→ **INPUT RECORDS**:
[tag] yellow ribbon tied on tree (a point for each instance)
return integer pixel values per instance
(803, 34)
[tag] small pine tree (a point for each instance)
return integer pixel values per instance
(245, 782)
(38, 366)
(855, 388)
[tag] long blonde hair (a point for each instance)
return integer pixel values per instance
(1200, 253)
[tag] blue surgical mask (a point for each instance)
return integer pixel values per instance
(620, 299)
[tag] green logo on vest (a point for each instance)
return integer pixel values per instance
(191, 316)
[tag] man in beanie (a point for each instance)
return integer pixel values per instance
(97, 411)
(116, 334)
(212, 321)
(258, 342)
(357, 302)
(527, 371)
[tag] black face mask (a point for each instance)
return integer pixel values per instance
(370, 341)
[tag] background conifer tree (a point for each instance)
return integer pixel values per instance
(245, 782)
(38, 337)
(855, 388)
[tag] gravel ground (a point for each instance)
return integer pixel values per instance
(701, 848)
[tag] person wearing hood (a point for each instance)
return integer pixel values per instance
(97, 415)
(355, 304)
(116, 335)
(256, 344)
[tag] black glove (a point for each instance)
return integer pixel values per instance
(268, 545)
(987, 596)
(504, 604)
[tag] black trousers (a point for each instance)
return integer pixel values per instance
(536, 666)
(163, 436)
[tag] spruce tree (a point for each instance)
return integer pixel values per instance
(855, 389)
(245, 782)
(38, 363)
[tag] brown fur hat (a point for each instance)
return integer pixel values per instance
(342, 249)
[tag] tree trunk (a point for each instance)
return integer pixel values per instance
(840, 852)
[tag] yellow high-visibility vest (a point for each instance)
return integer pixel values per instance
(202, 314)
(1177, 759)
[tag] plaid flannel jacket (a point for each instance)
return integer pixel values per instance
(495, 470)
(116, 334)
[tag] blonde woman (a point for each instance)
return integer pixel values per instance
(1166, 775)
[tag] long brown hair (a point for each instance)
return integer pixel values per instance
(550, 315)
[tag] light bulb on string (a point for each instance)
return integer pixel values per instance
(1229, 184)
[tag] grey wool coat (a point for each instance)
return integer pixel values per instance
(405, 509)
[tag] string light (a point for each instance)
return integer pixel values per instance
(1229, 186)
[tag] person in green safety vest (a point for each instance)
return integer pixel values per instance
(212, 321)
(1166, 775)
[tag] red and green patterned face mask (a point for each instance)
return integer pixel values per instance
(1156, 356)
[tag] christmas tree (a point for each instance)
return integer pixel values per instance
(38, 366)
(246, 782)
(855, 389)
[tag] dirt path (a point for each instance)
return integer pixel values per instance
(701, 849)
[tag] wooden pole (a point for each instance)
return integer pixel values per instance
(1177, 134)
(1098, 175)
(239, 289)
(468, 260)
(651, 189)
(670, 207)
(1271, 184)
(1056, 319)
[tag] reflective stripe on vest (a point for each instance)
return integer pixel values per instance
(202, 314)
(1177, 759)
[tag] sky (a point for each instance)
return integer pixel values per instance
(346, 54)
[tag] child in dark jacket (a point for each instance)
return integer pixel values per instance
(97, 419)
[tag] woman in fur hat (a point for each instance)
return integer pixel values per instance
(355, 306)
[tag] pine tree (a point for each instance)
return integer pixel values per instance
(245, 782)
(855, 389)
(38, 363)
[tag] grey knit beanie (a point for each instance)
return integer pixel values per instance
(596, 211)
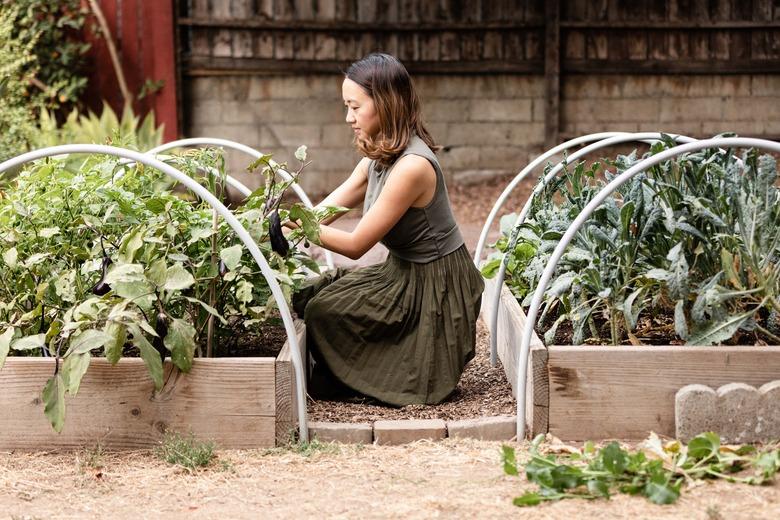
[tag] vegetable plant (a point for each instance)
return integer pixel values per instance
(98, 260)
(685, 252)
(656, 470)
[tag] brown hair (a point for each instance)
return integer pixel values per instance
(389, 85)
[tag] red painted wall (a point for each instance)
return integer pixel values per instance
(144, 34)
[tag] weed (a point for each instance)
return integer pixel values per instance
(185, 451)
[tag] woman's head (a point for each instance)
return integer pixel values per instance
(383, 107)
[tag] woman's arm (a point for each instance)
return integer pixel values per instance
(410, 179)
(351, 192)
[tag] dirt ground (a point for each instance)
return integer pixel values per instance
(446, 479)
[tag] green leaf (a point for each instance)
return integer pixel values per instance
(177, 278)
(73, 369)
(308, 222)
(130, 245)
(54, 402)
(232, 256)
(680, 323)
(117, 332)
(704, 446)
(148, 353)
(661, 493)
(86, 341)
(244, 291)
(490, 268)
(128, 273)
(614, 458)
(180, 340)
(719, 331)
(208, 308)
(598, 487)
(157, 272)
(527, 499)
(5, 344)
(29, 342)
(10, 257)
(508, 459)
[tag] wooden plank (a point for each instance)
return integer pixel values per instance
(511, 322)
(552, 73)
(671, 66)
(357, 27)
(626, 392)
(286, 396)
(199, 66)
(231, 401)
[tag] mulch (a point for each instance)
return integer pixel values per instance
(483, 391)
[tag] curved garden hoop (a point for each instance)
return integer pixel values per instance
(238, 185)
(616, 139)
(525, 344)
(523, 174)
(232, 221)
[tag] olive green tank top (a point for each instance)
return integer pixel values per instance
(422, 234)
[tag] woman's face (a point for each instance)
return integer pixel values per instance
(361, 111)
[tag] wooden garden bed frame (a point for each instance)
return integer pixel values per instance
(623, 392)
(236, 402)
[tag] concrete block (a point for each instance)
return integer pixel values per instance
(234, 88)
(347, 433)
(404, 431)
(295, 135)
(685, 109)
(695, 411)
(501, 428)
(738, 409)
(518, 109)
(765, 85)
(236, 113)
(738, 412)
(768, 414)
(444, 110)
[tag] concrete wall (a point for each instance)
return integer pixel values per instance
(489, 125)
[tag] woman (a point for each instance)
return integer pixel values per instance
(401, 331)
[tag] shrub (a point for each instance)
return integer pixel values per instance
(688, 248)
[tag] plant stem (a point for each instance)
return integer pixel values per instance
(212, 287)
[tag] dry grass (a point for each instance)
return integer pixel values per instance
(448, 479)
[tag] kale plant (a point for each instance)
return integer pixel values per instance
(684, 252)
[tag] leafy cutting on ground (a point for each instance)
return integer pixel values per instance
(656, 471)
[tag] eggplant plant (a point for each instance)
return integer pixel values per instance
(98, 263)
(686, 252)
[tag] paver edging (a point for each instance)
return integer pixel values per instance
(495, 428)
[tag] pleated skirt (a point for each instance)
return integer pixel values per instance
(400, 332)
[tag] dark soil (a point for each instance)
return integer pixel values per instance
(482, 391)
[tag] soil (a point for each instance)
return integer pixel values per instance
(454, 478)
(482, 391)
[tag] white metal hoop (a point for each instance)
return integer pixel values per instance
(231, 220)
(533, 310)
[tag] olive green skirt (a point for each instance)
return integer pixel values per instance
(399, 331)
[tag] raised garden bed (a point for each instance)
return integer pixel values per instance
(239, 402)
(600, 392)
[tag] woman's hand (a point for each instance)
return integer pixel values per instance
(291, 225)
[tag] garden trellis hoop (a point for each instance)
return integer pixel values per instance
(230, 219)
(243, 189)
(647, 137)
(579, 221)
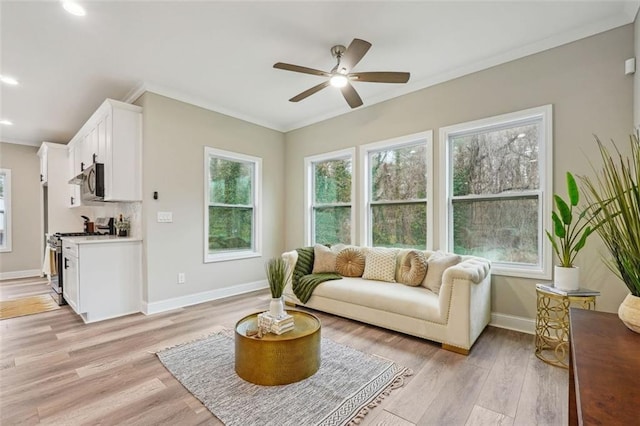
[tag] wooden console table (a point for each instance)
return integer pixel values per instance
(603, 370)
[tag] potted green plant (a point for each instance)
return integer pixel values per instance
(278, 273)
(615, 199)
(570, 234)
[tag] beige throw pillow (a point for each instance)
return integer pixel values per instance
(438, 262)
(380, 265)
(413, 268)
(350, 262)
(324, 259)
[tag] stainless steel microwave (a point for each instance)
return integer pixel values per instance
(91, 182)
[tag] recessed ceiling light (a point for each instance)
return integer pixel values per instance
(8, 80)
(74, 8)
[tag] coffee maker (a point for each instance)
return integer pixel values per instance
(106, 225)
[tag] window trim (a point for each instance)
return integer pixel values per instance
(365, 150)
(7, 247)
(256, 251)
(545, 158)
(309, 182)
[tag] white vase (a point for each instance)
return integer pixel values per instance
(629, 312)
(276, 307)
(567, 279)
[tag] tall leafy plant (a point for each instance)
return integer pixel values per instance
(614, 197)
(278, 274)
(569, 234)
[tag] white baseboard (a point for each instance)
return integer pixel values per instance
(206, 296)
(510, 322)
(20, 274)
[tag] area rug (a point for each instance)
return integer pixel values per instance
(27, 306)
(345, 387)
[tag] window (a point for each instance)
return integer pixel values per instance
(397, 192)
(5, 210)
(330, 189)
(498, 189)
(232, 216)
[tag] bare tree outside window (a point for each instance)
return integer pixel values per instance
(495, 187)
(230, 204)
(398, 196)
(331, 203)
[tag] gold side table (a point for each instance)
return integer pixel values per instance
(278, 359)
(552, 323)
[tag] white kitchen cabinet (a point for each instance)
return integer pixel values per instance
(102, 277)
(43, 154)
(113, 136)
(70, 279)
(74, 160)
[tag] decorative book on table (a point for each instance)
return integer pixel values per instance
(579, 292)
(275, 325)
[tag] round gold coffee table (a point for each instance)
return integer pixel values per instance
(278, 359)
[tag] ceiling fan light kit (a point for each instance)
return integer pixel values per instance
(341, 76)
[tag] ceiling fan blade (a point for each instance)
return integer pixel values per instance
(351, 96)
(356, 50)
(381, 77)
(309, 92)
(298, 68)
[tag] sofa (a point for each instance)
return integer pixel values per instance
(454, 312)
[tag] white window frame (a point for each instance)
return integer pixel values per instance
(309, 191)
(412, 139)
(7, 246)
(544, 193)
(256, 250)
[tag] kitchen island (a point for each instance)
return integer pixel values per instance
(102, 276)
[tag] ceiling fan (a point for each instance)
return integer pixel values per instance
(341, 76)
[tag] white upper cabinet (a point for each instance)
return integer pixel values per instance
(112, 136)
(42, 153)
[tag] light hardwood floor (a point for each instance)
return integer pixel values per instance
(56, 370)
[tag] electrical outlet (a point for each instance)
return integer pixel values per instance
(165, 217)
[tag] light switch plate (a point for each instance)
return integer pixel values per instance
(165, 217)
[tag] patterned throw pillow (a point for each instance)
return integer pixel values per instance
(350, 263)
(413, 268)
(438, 263)
(324, 259)
(380, 265)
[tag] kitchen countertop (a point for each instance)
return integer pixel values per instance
(100, 239)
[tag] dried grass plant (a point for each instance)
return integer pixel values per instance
(614, 198)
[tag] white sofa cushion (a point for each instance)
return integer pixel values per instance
(438, 262)
(413, 268)
(416, 302)
(324, 259)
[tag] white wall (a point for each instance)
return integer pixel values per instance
(175, 135)
(590, 94)
(24, 259)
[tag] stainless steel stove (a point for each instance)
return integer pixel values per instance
(56, 262)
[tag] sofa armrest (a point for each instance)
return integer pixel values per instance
(473, 269)
(466, 297)
(291, 257)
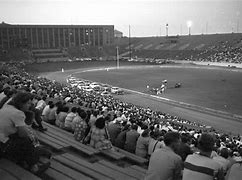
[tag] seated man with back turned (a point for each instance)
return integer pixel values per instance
(165, 164)
(201, 166)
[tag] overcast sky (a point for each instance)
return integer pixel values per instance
(145, 17)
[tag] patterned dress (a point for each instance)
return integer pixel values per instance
(80, 130)
(99, 139)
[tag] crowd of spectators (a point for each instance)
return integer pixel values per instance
(173, 146)
(223, 52)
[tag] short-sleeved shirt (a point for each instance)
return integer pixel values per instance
(11, 118)
(200, 167)
(164, 164)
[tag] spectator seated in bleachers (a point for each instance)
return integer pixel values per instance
(14, 134)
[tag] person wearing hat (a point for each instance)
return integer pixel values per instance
(201, 166)
(165, 163)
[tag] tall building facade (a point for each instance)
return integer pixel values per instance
(55, 36)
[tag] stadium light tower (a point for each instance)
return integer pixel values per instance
(117, 58)
(167, 28)
(189, 25)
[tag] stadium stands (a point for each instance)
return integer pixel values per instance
(75, 160)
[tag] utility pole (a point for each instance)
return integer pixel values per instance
(117, 58)
(130, 55)
(167, 29)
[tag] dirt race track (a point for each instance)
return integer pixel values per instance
(216, 92)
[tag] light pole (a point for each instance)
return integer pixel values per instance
(117, 58)
(167, 26)
(189, 25)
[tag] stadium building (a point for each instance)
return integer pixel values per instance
(55, 36)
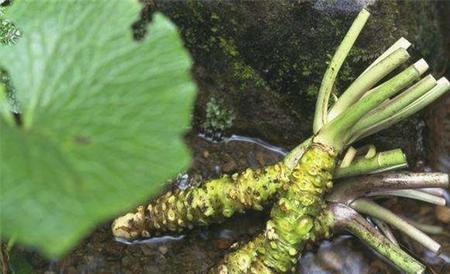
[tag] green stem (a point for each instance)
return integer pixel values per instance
(441, 87)
(336, 133)
(412, 194)
(386, 230)
(334, 67)
(292, 158)
(217, 199)
(367, 80)
(394, 106)
(372, 209)
(400, 43)
(5, 110)
(348, 157)
(387, 160)
(348, 219)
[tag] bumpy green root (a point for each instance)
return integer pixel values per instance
(296, 218)
(220, 198)
(212, 202)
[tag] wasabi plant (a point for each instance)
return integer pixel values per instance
(304, 205)
(97, 109)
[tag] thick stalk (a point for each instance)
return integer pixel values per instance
(5, 110)
(336, 133)
(336, 62)
(388, 160)
(367, 80)
(400, 43)
(412, 194)
(348, 219)
(370, 208)
(393, 106)
(441, 87)
(386, 230)
(354, 188)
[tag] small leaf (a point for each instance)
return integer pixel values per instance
(102, 118)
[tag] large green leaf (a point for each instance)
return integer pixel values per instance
(102, 118)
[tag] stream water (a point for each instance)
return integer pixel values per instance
(199, 249)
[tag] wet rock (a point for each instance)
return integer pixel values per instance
(265, 59)
(163, 249)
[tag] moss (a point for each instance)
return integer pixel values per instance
(218, 118)
(8, 31)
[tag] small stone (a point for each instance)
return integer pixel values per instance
(146, 250)
(443, 214)
(163, 249)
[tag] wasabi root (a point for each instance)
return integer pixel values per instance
(305, 208)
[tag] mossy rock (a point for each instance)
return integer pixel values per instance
(265, 59)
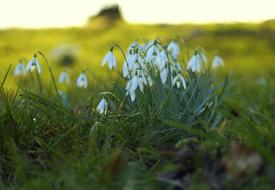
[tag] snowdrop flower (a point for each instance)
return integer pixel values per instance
(217, 62)
(178, 81)
(82, 80)
(174, 49)
(152, 54)
(33, 64)
(196, 63)
(102, 107)
(129, 63)
(19, 69)
(110, 58)
(131, 87)
(64, 78)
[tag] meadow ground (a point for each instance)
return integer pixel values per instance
(45, 144)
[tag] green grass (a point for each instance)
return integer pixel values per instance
(161, 141)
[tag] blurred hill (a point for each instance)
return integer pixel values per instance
(106, 18)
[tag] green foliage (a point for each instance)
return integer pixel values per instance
(216, 134)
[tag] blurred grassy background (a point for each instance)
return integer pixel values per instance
(248, 49)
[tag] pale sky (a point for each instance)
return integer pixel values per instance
(60, 13)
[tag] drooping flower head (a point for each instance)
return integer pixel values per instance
(110, 59)
(179, 81)
(64, 78)
(102, 107)
(19, 69)
(33, 64)
(196, 62)
(82, 80)
(153, 53)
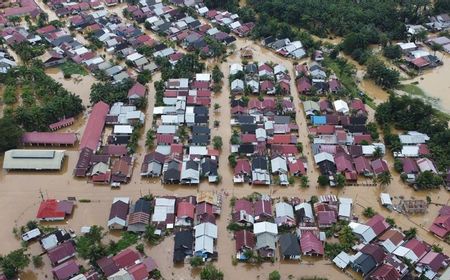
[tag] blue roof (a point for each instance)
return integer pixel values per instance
(318, 120)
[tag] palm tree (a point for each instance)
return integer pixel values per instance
(384, 179)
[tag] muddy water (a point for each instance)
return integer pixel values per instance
(436, 83)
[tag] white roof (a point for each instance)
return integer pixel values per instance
(235, 68)
(204, 243)
(198, 150)
(123, 129)
(284, 209)
(262, 227)
(208, 229)
(342, 260)
(385, 199)
(323, 156)
(307, 208)
(341, 106)
(204, 77)
(31, 234)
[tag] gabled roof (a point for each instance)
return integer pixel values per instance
(310, 244)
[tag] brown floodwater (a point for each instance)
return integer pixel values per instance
(20, 192)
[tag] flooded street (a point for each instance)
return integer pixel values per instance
(21, 192)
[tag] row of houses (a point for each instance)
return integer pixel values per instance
(184, 117)
(313, 79)
(179, 27)
(107, 159)
(265, 141)
(263, 78)
(301, 222)
(384, 252)
(119, 39)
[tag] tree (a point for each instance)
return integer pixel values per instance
(377, 153)
(340, 180)
(304, 181)
(196, 261)
(323, 180)
(384, 179)
(13, 263)
(210, 272)
(217, 142)
(390, 221)
(274, 275)
(369, 212)
(37, 261)
(10, 134)
(410, 233)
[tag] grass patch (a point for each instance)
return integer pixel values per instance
(412, 89)
(70, 68)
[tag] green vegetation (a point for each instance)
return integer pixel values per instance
(70, 68)
(369, 212)
(110, 93)
(408, 113)
(217, 142)
(10, 134)
(210, 272)
(45, 101)
(13, 263)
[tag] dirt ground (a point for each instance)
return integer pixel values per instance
(20, 192)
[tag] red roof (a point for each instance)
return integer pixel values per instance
(244, 239)
(49, 210)
(66, 270)
(309, 243)
(357, 139)
(138, 271)
(385, 272)
(49, 138)
(243, 205)
(61, 252)
(418, 247)
(185, 209)
(137, 89)
(378, 224)
(126, 258)
(441, 226)
(242, 166)
(263, 207)
(94, 127)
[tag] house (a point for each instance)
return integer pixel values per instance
(289, 246)
(183, 246)
(262, 209)
(385, 272)
(284, 214)
(185, 214)
(441, 225)
(136, 92)
(54, 210)
(164, 213)
(310, 244)
(266, 244)
(62, 253)
(371, 256)
(139, 216)
(119, 212)
(245, 240)
(391, 239)
(66, 270)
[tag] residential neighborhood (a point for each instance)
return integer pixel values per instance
(224, 139)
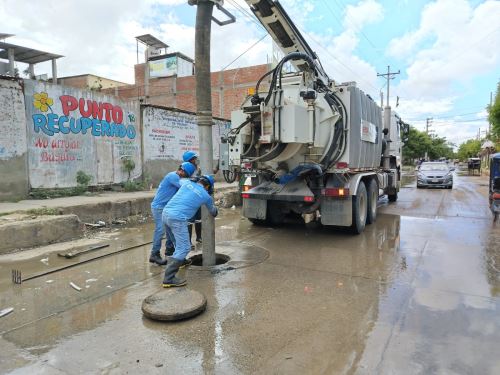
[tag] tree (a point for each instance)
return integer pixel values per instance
(469, 149)
(494, 116)
(419, 143)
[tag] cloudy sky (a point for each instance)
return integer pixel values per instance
(448, 51)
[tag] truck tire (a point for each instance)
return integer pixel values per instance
(393, 197)
(359, 209)
(259, 222)
(371, 215)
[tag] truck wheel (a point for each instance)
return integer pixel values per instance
(393, 197)
(258, 222)
(371, 215)
(359, 209)
(275, 216)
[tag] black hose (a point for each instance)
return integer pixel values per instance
(260, 80)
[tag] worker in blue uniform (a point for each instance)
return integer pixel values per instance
(191, 196)
(166, 190)
(192, 157)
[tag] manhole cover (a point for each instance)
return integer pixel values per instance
(231, 255)
(174, 304)
(219, 259)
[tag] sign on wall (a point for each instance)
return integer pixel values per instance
(163, 68)
(168, 134)
(71, 130)
(368, 132)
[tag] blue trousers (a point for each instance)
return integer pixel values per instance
(159, 231)
(178, 232)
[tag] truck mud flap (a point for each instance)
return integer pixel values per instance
(336, 211)
(254, 208)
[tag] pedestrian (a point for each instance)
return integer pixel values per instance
(184, 204)
(192, 157)
(168, 187)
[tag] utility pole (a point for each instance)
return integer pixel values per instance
(428, 124)
(491, 105)
(389, 75)
(204, 108)
(387, 116)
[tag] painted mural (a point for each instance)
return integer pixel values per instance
(71, 130)
(12, 120)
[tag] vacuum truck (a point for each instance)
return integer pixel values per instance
(307, 146)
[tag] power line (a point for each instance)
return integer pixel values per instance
(353, 26)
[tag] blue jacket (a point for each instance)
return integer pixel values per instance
(167, 189)
(190, 197)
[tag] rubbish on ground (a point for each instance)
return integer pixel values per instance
(6, 311)
(74, 254)
(17, 278)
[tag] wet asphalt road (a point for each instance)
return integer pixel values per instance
(416, 293)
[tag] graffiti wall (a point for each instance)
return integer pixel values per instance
(168, 133)
(13, 150)
(71, 130)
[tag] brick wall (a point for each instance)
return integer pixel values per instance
(229, 89)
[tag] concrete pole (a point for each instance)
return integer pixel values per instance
(387, 125)
(12, 68)
(204, 115)
(146, 80)
(54, 71)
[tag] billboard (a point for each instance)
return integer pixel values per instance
(163, 68)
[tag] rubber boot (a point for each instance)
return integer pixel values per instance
(169, 251)
(169, 280)
(156, 258)
(197, 229)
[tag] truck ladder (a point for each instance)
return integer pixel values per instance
(286, 35)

→ **EXERCISE OBJECTIVE**:
Locate and copy each line in the data above that includes the word "flower".

→ **YOUR RESPONSE**:
[tag] snowdrop flower (a point for each instance)
[tag] drooping flower head (a point for each instance)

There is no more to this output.